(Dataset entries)
Content starts

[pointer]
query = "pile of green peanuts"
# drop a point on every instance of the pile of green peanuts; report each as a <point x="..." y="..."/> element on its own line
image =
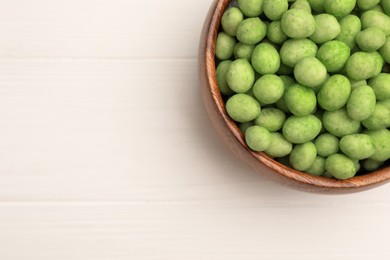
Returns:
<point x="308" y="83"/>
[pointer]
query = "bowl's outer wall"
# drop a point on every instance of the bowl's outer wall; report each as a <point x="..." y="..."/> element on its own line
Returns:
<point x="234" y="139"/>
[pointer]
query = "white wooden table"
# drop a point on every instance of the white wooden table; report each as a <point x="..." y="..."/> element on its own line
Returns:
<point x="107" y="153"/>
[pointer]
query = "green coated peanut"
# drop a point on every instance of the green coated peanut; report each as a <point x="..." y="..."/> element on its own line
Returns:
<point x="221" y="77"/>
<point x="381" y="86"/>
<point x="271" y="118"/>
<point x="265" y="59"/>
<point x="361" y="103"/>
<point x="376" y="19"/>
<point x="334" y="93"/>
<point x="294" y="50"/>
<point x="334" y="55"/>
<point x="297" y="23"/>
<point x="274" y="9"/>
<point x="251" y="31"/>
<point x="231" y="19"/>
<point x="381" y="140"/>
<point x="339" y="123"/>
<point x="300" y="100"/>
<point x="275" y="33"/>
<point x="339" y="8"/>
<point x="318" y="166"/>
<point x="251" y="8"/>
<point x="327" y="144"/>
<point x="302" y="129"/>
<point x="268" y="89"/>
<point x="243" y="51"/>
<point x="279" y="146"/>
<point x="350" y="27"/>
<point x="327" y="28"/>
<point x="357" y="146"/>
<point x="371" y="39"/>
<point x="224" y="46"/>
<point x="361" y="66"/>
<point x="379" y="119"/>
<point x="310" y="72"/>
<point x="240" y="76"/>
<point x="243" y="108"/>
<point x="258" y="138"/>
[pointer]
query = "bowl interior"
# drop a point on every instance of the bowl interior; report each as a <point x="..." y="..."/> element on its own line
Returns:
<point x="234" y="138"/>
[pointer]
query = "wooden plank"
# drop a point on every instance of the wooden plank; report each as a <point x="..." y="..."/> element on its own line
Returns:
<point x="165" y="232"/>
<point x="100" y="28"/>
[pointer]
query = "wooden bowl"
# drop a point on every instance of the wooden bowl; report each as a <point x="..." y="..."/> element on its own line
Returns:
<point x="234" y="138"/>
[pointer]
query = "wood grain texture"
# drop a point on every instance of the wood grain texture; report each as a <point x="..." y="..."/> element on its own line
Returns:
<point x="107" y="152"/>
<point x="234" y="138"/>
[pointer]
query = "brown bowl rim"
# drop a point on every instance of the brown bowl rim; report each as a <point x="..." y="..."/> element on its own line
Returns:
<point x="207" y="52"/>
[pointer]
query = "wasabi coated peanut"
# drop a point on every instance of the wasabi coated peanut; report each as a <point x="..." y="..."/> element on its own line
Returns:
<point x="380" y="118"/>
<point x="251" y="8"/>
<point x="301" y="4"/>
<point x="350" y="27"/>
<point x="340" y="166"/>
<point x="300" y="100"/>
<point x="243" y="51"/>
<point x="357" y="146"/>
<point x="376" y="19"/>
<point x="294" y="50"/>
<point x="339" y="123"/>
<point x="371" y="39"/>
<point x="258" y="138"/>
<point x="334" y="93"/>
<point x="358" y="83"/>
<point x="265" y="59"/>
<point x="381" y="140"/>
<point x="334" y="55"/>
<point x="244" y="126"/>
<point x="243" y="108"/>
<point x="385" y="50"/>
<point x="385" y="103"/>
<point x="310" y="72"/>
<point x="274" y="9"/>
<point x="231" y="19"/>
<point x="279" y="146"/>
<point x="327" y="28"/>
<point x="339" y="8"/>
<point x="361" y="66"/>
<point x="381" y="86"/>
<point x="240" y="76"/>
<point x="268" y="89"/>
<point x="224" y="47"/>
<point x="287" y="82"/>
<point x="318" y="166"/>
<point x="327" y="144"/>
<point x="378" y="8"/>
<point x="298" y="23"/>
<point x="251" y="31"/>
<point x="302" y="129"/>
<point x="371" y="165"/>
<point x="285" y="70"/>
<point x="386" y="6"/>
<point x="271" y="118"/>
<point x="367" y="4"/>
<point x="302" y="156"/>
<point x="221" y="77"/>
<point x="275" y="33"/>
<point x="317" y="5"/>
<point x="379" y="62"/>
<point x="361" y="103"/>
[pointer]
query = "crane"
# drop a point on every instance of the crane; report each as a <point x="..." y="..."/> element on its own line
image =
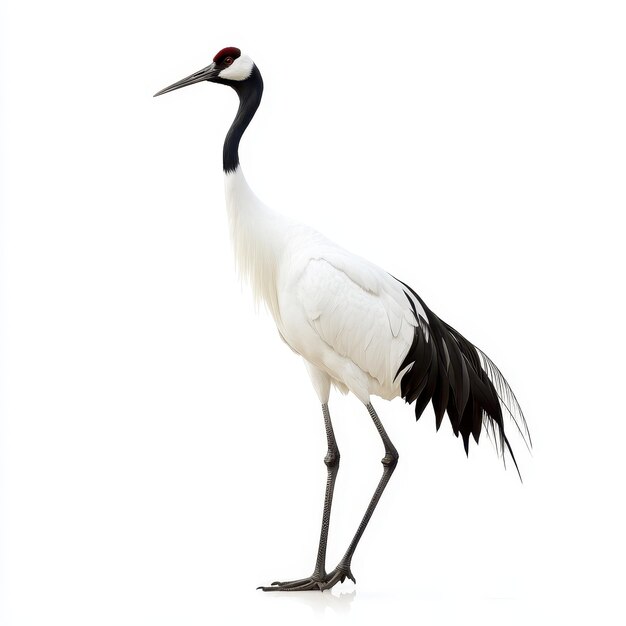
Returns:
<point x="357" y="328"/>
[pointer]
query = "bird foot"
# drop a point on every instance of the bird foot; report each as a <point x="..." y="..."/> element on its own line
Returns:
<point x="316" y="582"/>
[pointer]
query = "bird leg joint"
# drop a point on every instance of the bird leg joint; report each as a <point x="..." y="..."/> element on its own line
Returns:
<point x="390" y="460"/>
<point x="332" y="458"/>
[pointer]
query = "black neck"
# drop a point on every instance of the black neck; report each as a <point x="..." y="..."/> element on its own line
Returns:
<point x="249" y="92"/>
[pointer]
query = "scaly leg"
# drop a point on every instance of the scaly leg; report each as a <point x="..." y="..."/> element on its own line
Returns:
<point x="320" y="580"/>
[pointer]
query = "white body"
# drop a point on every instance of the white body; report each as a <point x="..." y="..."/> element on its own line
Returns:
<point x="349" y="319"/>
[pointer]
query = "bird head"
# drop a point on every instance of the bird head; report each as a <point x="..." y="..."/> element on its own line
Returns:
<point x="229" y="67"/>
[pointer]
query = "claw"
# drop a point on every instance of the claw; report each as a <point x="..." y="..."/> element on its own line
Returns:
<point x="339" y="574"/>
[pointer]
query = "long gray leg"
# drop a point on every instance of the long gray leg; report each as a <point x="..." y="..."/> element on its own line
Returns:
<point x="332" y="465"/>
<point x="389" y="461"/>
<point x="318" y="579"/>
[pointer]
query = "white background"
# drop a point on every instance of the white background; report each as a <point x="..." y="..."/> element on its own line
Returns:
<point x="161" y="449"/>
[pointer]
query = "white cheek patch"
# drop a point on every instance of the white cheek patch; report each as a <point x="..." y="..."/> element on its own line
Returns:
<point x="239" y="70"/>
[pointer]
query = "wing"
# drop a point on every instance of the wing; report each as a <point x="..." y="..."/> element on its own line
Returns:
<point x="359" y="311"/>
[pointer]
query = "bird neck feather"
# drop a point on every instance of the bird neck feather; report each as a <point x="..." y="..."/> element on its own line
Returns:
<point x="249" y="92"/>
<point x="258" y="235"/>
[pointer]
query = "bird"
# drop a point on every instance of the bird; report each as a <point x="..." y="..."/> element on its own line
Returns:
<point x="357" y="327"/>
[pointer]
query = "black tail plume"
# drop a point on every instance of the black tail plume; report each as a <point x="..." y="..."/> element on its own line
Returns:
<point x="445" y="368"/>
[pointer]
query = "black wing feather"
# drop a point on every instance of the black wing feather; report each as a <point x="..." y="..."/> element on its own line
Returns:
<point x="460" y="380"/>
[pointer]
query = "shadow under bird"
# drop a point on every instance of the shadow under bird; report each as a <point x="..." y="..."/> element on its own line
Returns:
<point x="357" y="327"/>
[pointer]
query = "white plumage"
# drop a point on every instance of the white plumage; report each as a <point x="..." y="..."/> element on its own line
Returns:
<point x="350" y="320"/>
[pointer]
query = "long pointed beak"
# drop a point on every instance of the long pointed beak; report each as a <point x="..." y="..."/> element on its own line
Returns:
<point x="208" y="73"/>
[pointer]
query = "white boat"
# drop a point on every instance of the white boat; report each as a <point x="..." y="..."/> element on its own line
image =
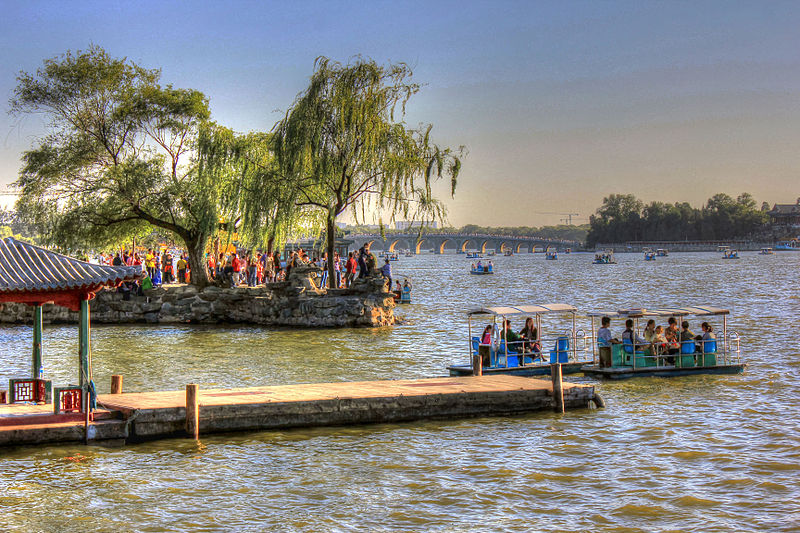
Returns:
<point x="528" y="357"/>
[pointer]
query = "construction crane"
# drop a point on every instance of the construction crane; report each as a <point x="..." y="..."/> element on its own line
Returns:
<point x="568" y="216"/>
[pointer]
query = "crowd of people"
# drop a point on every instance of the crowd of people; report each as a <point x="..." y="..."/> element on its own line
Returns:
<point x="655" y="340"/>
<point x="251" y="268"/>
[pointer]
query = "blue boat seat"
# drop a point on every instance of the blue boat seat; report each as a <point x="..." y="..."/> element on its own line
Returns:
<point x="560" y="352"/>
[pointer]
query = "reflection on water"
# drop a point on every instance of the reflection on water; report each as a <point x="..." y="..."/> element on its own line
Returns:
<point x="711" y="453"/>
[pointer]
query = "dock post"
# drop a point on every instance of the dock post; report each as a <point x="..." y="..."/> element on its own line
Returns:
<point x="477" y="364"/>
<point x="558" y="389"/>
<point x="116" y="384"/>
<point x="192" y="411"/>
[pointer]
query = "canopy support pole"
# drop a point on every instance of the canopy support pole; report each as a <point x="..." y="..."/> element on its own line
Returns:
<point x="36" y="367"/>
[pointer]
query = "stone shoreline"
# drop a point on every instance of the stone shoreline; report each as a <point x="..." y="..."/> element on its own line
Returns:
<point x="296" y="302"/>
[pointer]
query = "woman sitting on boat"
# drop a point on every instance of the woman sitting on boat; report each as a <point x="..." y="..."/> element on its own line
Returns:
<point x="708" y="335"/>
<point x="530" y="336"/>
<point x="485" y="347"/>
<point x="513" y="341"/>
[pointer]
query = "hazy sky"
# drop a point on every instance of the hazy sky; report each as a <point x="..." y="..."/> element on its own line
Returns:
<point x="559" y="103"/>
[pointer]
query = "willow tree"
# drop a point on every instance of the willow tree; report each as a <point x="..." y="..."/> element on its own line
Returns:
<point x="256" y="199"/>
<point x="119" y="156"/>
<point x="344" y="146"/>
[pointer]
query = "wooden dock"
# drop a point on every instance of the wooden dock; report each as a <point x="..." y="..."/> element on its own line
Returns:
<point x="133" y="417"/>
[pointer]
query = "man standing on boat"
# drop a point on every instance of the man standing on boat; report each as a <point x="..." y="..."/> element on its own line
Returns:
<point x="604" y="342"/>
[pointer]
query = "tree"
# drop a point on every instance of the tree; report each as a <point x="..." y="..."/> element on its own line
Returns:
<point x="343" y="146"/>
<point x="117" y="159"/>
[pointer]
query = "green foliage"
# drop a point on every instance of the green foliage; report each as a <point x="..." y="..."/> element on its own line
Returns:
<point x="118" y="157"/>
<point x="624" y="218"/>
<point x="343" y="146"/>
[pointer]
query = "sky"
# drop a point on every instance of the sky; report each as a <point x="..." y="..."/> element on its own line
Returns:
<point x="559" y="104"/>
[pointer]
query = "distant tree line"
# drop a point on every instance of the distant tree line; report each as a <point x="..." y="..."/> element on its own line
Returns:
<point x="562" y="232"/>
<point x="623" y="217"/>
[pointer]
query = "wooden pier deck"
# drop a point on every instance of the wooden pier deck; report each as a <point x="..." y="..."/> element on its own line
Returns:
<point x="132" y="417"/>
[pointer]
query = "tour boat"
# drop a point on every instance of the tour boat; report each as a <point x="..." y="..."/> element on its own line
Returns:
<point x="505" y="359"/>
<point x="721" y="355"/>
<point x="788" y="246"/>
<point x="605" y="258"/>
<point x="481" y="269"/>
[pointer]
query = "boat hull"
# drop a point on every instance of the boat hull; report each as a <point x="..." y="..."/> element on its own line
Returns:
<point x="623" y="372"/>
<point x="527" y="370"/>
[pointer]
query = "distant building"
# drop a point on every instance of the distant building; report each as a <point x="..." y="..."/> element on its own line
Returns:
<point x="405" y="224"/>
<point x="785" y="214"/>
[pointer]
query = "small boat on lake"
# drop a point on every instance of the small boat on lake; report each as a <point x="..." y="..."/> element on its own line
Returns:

Content ends

TASK PROMPT: In the data above, find each line where the string "head" appears, then copy it.

RESULT FOR THIS EXERCISE:
query = "bird head"
# drop a point on every instance of the bird head; report each as a <point x="..." y="..."/> element on its own line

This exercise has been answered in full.